EXERCISE TASKS:
A - Translate this sentence from the Intel Scalable System Framework article into Spanish: "Big data is key to accurately training neural networks to solve complex problems."
B - Write the next part of the Intel Scalable System Framework article, picking up after its last line.

===== PAGE TEXT

Intel Scalable System Framework Facilitates Deep Learning Performance

Print Friendly, PDF & Email

In this special guest feature, Rob Farber from TechEnablement writes that the Intel Scalable Systems Framework is pushing the boundaries of Machine Learning performance.

Rob Farber, Founder, TechEnablement.com

Rob Farber, Founder, TechEnablement.com

The challenge of training a machine learning algorithm to accurately solve complex problems requires large amounts of data that greatly increase a system’s computational, memory, and network requirements. Meeting this challenge with the right technology mix amplifies the ability of a system to train machine and deep learning neural networks to solve complex pattern recognition tasks.

To help customers create systems run deep learning—as well as other HPC, Big Data, and visualization workloads—Intel introduced Intel Scalable System Framework (Intel SSF). It provides a common framework that can support workloads running on everything from small workgroup clusters to the world’s largest supercomputers and on-demand cloud computing. The latest information from Intel can be found on the Intel machine learning portal.

Big data is key to accurately training neural networks to solve complex problems. Large amounts of data are required to fit complex surfaces. For example, How Neural Networks Work shows that the neural network is actually fitting a ‘bumpy’ multi-dimensional surface, which means the training data needs to specify the hills and valleys, or points of inflection, on the surface. Not surprisingly, the preprocessing of the training data, especially using unstructured data sets, can be as complex a computational problem as the training itself, which is why the performance, scalability, and adaptability of the data preprocessing workflow is an important part of machine learning.

Parallel distributed computing is a necessary challenge for machine learning as even the TF/s parallelism of a single Intel Xeon and Intel Xeon Phi processor-based workstation is simply not sufficient to accurately train in a reasonable time on many complex machine learning training sets. Instead, numerous computational nodes must be connected together via high-performance, low latency communications fabrics like Intel Omni-Path Architecture (Intel OPA) and Intel Message Passing Interface (Intel MPI).

Intel SSF, which includes Intel OPA, also incorporates a host of other software and hardware technologies to address a balanced approach to the computational, memory, and network challenges that machine or deep learning present: Intel Optane SSDs built on 3D XPoint technology, and new Intel Silicon Photonics, Intel Xeon processors, Intel Xeon Phi processors, and Intel Enterprise Edition for Lustre software.

Customer feedback and optimized software

The key Kyoto University observed, is to provide equivalently optimized software to GPUs. Benchmarks (two are shown below) demonstrate that a dual-socket Intel Xeon processor E5 (formerly known as Haswell) can outperform an NVIDIA K40 GPU on a large Deep Belief Network (DBN) benchmark and when using the popular Theano machine-learning package.

Figure 1: Original vs optimized performance relative to a GPU. The middle bar is the optimized performance (Higher is better) (Source: Intel Corporation)

Figure 1: Original vs optimized performance relative to a GPU. The middle bar is the optimized performance (Higher is better) (Source: Intel Corporation)

Figure 2: Speedup of optimized Theano relative to GPU plus impact of the larger Intel Xeon processor memory capacity. (Source: Kyoto University)

Figure 2: Speedup of optimized Theano relative to GPU plus impact of the larger Intel Xeon processor memory capacity. (Source: Kyoto University)

==========
===== GIVEN ENTRIES

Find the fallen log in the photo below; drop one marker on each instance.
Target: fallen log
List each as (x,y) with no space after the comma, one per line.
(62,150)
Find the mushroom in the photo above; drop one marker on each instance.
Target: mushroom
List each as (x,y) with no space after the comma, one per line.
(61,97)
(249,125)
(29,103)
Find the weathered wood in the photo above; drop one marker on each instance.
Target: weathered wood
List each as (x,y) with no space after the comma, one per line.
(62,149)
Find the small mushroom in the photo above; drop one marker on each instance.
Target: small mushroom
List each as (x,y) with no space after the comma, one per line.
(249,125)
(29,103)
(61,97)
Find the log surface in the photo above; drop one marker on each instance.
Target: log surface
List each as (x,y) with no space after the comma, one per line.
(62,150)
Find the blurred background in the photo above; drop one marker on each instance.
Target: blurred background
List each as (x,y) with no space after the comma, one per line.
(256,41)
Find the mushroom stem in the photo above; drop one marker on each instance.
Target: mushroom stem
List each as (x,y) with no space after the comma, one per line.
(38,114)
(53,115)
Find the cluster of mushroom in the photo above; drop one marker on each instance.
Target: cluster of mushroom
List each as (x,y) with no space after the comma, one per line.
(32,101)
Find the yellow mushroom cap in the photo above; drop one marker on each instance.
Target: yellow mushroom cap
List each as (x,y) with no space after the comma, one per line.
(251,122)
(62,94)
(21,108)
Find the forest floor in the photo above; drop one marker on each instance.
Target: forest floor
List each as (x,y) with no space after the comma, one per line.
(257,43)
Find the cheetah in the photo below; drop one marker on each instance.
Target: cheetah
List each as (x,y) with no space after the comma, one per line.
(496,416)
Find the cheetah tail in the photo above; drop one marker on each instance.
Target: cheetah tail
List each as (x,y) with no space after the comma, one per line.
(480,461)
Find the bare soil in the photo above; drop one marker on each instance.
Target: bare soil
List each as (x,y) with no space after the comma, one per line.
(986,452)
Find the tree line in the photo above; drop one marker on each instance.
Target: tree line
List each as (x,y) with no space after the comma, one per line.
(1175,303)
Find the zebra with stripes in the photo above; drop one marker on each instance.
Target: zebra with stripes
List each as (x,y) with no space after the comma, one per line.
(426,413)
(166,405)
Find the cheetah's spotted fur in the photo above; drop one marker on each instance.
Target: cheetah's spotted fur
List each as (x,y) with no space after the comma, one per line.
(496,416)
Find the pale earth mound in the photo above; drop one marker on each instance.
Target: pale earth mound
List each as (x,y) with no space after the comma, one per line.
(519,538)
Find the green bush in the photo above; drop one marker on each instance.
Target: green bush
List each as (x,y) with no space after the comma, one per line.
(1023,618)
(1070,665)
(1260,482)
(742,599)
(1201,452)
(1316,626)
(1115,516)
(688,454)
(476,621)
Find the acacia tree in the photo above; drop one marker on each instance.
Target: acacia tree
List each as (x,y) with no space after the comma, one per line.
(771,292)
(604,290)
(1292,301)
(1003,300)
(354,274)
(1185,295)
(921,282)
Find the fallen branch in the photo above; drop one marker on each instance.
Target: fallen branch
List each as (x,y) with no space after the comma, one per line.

==========

RESULTS FOR THE EXERCISE:
A - El big data es clave para entrenar con precisión redes neuronales que resuelvan problemas complejos.

B -
Intel Xeon Phi Processor

Computational nodes based on the new Intel Xeon Phi processors further accelerate both memory bandwidth and computationally limited machine learning algorithms as these processors greatly increase floating-point performance while on package MCDRAM (available on some devices) greatly increases memory bandwidth [1].

Figure 3: ISC'16 benchmarks showing superior performance of Intel Xeon Phi processor compared to GPUs for deep learning

Figure 3: ISC’16 benchmarks showing superior performance of Intel Xeon Phi processor compared to GPUs for deep learning

Intel Omni-Path Architecture

For data transport, the Intel OPA specifications hold exciting implications for machine-learning applications as it promises to speed the training of distributed machine learning algorithms through: (a) a 4.6x improvement in small message throughput over the previous generation fabric technology, (b) a 65ns decrease in switch latency (think how all those latencies add up across all the switches in a big network), and (c) by providing a 100 Gb/s network bandwidth [2} to speed the broadcast of millions of deep-learning network parameters to all the nodes in the computational cluster (or cloud) plus minimize startup time when loading large training data sets.

Figure 4: Intel(R) OPA is designed to reduce network costs (Source: Intel Corporation [3])

Figure 4: Intel(R) OPA is designed to reduce network costs (Source: Intel Corporation [3])

Machine learning is but one example of a tightly coupled distributed computation where the small message traffic generated by a distributed network reduction operation can have a big impact on application performance. Such reduction operations are common in HPC codes, which is one of the reasons why people spend large amounts of money on the communications fabric in HPC and cloud computing. The network can account for up to 30% of the cost of the machine in these systems. Increased scalability and performance at a lower price point explains the importance of Intel OPA to the HPC and machine learning communities as well as the cloud computing community.

Figure 5: MPI Latency (Source: Intel Corporation)

Figure 5: MPI Latency (Source: Intel Corporation)

The Intel OPA performance goals have been proven in practice according to recent benchmark results.

  • Lower MPI Latency: Compared to EDR InfiniBand, Intel® OPA demonstrates lower MPI latency* according to the Ohio State Microbenchmarks.
  • Higher MPI message rate: Intel OPA also demonstrates a better (e.g. higher) MPI message rate* on the Ohio State Microbenchmarks. The test measurements included one switch hop.
Figure 6: MPI Message Rate (Source: Intel Corporation)

Figure 6: MPI Message Rate (Source: Intel Corporation)

  • Lower latency at scale: Tests results show that Intel OPA demonstrates better latency than EDR at scale*.
Figure 7: Latency as a function of number of nodes (Source: Intel Corporation)

Figure 7: Latency as a function of number of nodes (Source: Intel Corporation)

  • Lower CPU utilization: It’s also important that communication not consume CPU resources that can be used for training and other HPC applications. As shown in the Intel measurements*, Intel OPA is far less CPU intensive.
Figure 8: CPU utilization during the osu_mbw_mr message rate test (Source: Intel Corporation)

Figure 8: CPU utilization during the osu_mbw_mr message rate test (Source: Intel Corporation)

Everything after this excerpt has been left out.